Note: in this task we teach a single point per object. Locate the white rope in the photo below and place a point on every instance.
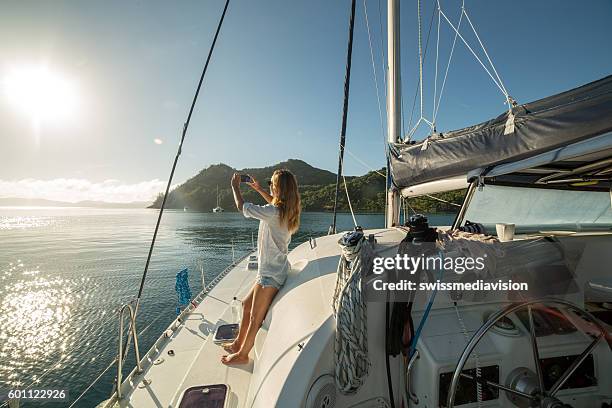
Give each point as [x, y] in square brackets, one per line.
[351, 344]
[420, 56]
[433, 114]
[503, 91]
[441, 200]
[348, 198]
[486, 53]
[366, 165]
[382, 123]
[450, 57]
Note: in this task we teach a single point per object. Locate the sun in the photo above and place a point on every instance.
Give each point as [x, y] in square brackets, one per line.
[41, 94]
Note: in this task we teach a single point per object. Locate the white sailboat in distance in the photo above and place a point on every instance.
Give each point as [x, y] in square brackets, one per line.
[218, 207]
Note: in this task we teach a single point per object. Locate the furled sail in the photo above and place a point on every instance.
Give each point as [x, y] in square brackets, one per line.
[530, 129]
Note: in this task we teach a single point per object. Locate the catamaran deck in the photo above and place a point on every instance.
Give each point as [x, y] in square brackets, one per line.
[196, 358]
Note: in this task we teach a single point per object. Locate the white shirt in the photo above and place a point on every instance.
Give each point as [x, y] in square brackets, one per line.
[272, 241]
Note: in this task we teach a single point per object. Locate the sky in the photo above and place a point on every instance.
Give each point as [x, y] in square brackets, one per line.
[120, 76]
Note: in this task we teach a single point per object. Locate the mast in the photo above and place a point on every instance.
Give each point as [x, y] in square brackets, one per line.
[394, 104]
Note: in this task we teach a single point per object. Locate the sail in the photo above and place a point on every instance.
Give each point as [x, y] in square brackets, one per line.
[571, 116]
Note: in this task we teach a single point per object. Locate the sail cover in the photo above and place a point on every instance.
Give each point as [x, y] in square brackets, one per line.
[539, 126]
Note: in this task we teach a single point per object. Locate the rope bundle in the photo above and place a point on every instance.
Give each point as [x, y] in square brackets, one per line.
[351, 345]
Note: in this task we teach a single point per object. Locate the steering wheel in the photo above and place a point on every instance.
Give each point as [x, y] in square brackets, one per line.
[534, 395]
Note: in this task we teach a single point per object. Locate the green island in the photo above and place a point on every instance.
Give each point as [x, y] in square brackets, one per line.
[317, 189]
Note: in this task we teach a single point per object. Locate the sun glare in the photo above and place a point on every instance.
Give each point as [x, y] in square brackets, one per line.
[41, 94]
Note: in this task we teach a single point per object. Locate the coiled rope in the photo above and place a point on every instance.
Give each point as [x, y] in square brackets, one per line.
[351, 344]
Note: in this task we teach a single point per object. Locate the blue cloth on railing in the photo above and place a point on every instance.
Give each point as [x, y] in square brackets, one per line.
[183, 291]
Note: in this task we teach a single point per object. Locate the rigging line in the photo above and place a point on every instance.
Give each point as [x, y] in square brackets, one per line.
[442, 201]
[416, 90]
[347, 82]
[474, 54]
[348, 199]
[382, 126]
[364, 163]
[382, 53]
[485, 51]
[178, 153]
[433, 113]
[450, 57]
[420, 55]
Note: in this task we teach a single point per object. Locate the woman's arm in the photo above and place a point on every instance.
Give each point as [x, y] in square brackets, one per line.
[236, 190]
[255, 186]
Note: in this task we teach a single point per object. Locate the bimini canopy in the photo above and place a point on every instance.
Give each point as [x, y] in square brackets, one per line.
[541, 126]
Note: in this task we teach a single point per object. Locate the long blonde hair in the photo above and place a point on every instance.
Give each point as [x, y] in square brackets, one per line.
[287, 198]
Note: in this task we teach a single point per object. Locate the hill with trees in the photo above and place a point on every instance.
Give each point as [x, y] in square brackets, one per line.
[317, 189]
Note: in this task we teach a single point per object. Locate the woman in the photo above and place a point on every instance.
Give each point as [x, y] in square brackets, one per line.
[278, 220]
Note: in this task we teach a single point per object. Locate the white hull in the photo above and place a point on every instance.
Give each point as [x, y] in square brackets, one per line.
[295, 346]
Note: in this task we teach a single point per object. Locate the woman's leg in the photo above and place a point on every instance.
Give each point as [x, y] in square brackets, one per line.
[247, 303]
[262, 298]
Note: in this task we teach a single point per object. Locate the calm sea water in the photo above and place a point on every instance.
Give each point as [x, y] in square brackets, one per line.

= = = = = = =

- [Exercise objective]: Your copy should hold every record word for word and none of the pictures.

- [Result of this task]:
Note: in this task we teach a single point per object. Locate the white rope in the photo below and place a point on every instance.
Give each point as [x, y] in square brackets, one per line.
[351, 344]
[420, 56]
[433, 114]
[503, 91]
[441, 200]
[348, 198]
[486, 53]
[366, 165]
[382, 123]
[450, 57]
Note: in this task we teach a single point per object. Locate the sun in the photo above and place a point on every instance.
Give each point as [x, y] in square brackets, one per line.
[41, 94]
Note: in this task we teach a single point per object. Locate the white sailboat in distance in the photo above and place a point on every instance.
Give each point as [x, y] in square brackets, one per line.
[218, 207]
Note: in this task we teach a single point per object. Locate the furled sail in the photo above and place a point on every instance.
Give each point as [x, y] in square brackets, one per line.
[530, 129]
Note: in this task we teach a single point per object. Locate the catamaran deck in the photo above and place a point on every instance.
Give each point as [x, y] in square brackets, one per line.
[196, 358]
Note: in this task we teach a single point per object. Locate the white shirt in the photo above and place a point on every instance.
Give each point as [x, y] in square brackets, one per line.
[272, 241]
Note: in this task we teach a single point per object. Locate the sky in the photo above and place a point on every instance.
Give each point as [x, y] in square brackets, one per line.
[120, 76]
Note: in this task we teach a single point per object. Locate the mast in the photo above and place a point on every instance.
Give each point as [x, y] in square brackets, one per line.
[394, 104]
Note: in this task we teach a single point per object. Locate the sail in the photo above and place a point on every instance.
Give each point as [x, y] in square brackets, one per line.
[571, 116]
Note: in this task we teach a single point per object. Locate the sail cover in the photo above and place a point on every instance.
Give each point as [x, y] in square brackets, one per line.
[539, 126]
Note: in this task we teach a single point per object. Locate the rope bundle in the photo above and place a point on every instance.
Give each point as [x, y] in square brackets, one per line.
[351, 345]
Note: in this task we teach a single point per object. Locate the steering wheel in the photo above and place a point on every instance.
Give each point as [x, y] in square brackets, one per line.
[534, 395]
Note: in this task we teach a single point per object. Locate the green island in the photo above and place a point on every instance.
Give each point as [x, y] in square brackets, one per line.
[317, 189]
Note: in this task we teach a single point per object. Locate the sun glare in the photo above and place a point on every instance.
Give each point as [x, y] in square brackets, one per line.
[41, 94]
Note: in this task we teach a single point per object. Locate the coiled rope in the photo above and place a point on every instance.
Give each point as [x, y] in square brackets, one per line.
[351, 344]
Note: in this task we teach a single point per object. Locate the blue cloth on railing in the photo above and place a point on every instance.
Give each point as [x, y] in square brackets, one per line.
[183, 291]
Note: in this task we teach a single point per object. Locate the rigging line in the photo above and place a point on every instance.
Give each point as [x, y] in square brackets, one per line.
[442, 201]
[416, 90]
[347, 82]
[474, 54]
[348, 199]
[382, 126]
[364, 163]
[382, 53]
[485, 51]
[178, 153]
[433, 113]
[450, 57]
[420, 55]
Note: in this task we teach a single point per object. Locate the woman's arm in the photo above and place a point on every instance.
Give each point as [x, y] in square brackets, one per line.
[236, 190]
[255, 186]
Note: in this task we teach a single point per object. Locate the bimini canopy in the photo above and place a point on every instance.
Give each point as [x, y] in square brackets, one per line.
[541, 126]
Note: in this task we teach a single point per object. Locate the long blonde hair in the photo above and place a point on every instance.
Give each point as [x, y] in square brackets, one per line.
[287, 198]
Note: in this task we teach a single point per object. Locate the hill with trees in the photo above and place a point on every instance.
Give each point as [x, y] in square brackets, one per line.
[317, 189]
Note: in this task we teach a single point per object. Locate the woman in the photo above and place a point on every instance.
Give each point as [x, y] in square brackets, one per line.
[278, 220]
Note: in this task we teach a single point per object. Locate the white hull in the photo above and place a point on every instance.
Give each point as [x, y] in square brackets, one per line.
[295, 346]
Note: in this task we teach a single point per object. Locate the woman's leg in the photo above and place a point on every instance.
Give each point as [x, y] in square brackets, one per line.
[247, 303]
[262, 298]
Note: in this task we teach a single point per object. Locate the calm sea water in the photo above and place a point on every instance.
Give each point as [x, y] in square brackets, one per line.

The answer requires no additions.